__Task to complete__
Please read the TOML passage below and name the two keys that PEP 517 and PEP 518 say the build-system table must include.

__Passage to read__
[START]

The [python] key in TOML becomes represented in Python by a "python" key in the dictionary pointing to a nested dictionary containing all the key-value pairs in the TOML section. TOML tables can be arbitrarily nested, and a TOML document can contain several TOML tables.

This wraps up your short introduction to TOML syntax. Although TOML by design has a fairly minimal syntax, there are some details that you haven’t covered here. To dive deeper, check out the TOML specification.

In addition to its syntax, you should consider how you interpret values in a TOML file. TOML documents are usually used for configuration. Ultimately, some other application uses the information from a TOML document. That application therefore has some expectation about the content of the TOML file. The implication of this is that a TOML document can have two different kinds of errors:

  1. Syntax error: The TOML document isn’t valid TOML. The TOML parser usually catches this.
  2. Schema error: The TOML document is valid TOML, but its structure isn’t what the application expects. The application itself must handle this.

The TOML specification doesn’t currently include a schema language that can be used to validate the structure of TOML documents, although several proposals exist. Such a schema would check that a given TOML document includes the correct tables, keys, and value types for a given use case.

As an example of an informal schema, PEP 517 and PEP 518 say that a pyproject.toml file should define the build-system table, which must include the keys requires and build-backend. Furthermore, the value of requires must be an array of strings, while the value of build-backend must be a string. The following is an example of a TOML document fulfilling this schema:

# pyproject.toml

[build-system]
requires = ["setuptools>=61.0.0", "wheel"]
build-backend = "setuptools.build_meta"

This example follows the requirements of PEP 517 and PEP 518. However, that validation is typically done by the build front-end.

Note: If you want to learn more about building your own packages in Python, check out How to Publish an Open-Source Python Package to PyPI.

You can check this validation yourself. Create the following erroneous pyproject.toml file:

# pyproject.toml

[build-system]
requires = "setuptools>=61.0.0"

[END]

__Supplied information__
[START]

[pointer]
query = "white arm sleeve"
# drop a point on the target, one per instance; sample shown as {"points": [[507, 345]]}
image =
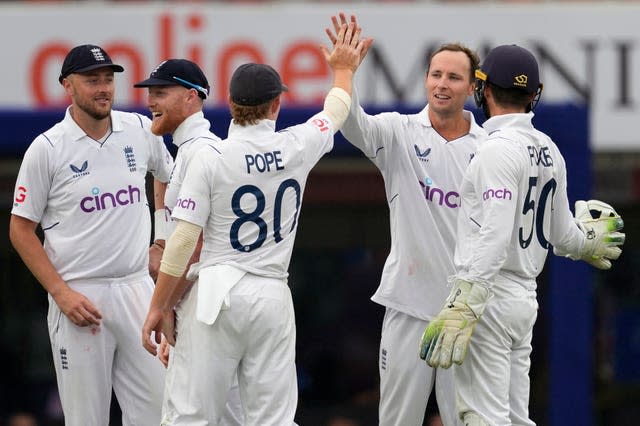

[END]

__Task response__
The keys requires and build-backend.